Material supplied:
--------

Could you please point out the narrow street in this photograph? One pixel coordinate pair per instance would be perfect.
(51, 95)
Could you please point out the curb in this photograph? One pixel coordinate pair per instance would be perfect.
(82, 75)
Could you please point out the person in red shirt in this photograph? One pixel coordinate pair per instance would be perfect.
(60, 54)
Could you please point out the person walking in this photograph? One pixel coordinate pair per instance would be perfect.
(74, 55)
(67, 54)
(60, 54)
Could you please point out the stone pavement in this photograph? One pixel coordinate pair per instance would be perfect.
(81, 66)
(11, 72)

--------

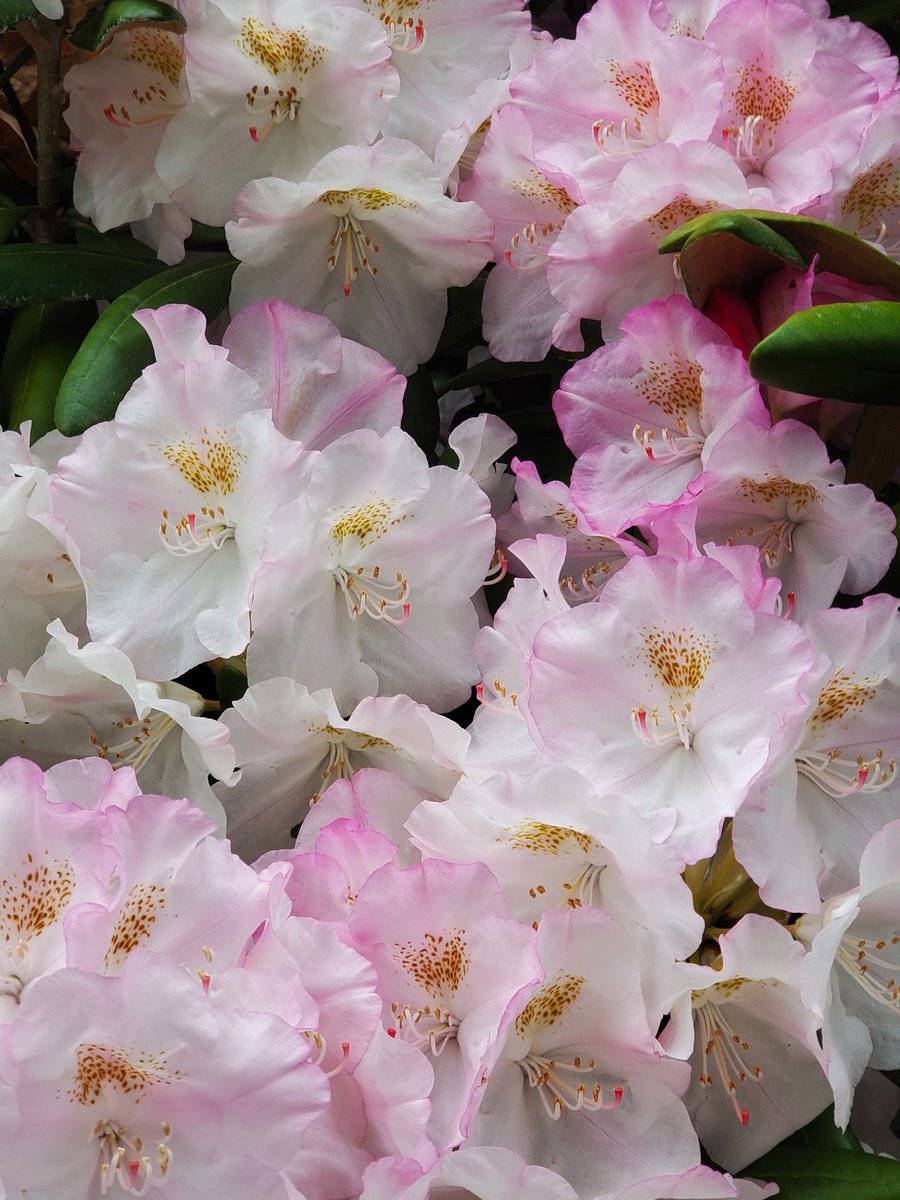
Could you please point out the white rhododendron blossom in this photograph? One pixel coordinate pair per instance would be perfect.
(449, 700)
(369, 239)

--------

Exercise requirements:
Return every line of the records above that contains the word "pair".

Result:
Could you please point out the narrow street in this photograph? One pixel coordinate pair per instance would be perfect.
Could you please point out the curb in this photograph? One pixel coordinate pair per instance would be perfect.
Could you please point out the person in red shirt in this photograph? One pixel coordinate pair per instance would be perfect.
Could you please point out the person walking in this photograph? One pixel coordinate pair per instance would be perfect.
Could you please point out the stone pavement in this photograph? One pixel coordinate pair per instance would be perfect.
Could you please point out the white rhododendron blossom in this photograph? One pixel coordinate pair per instance would be perfect.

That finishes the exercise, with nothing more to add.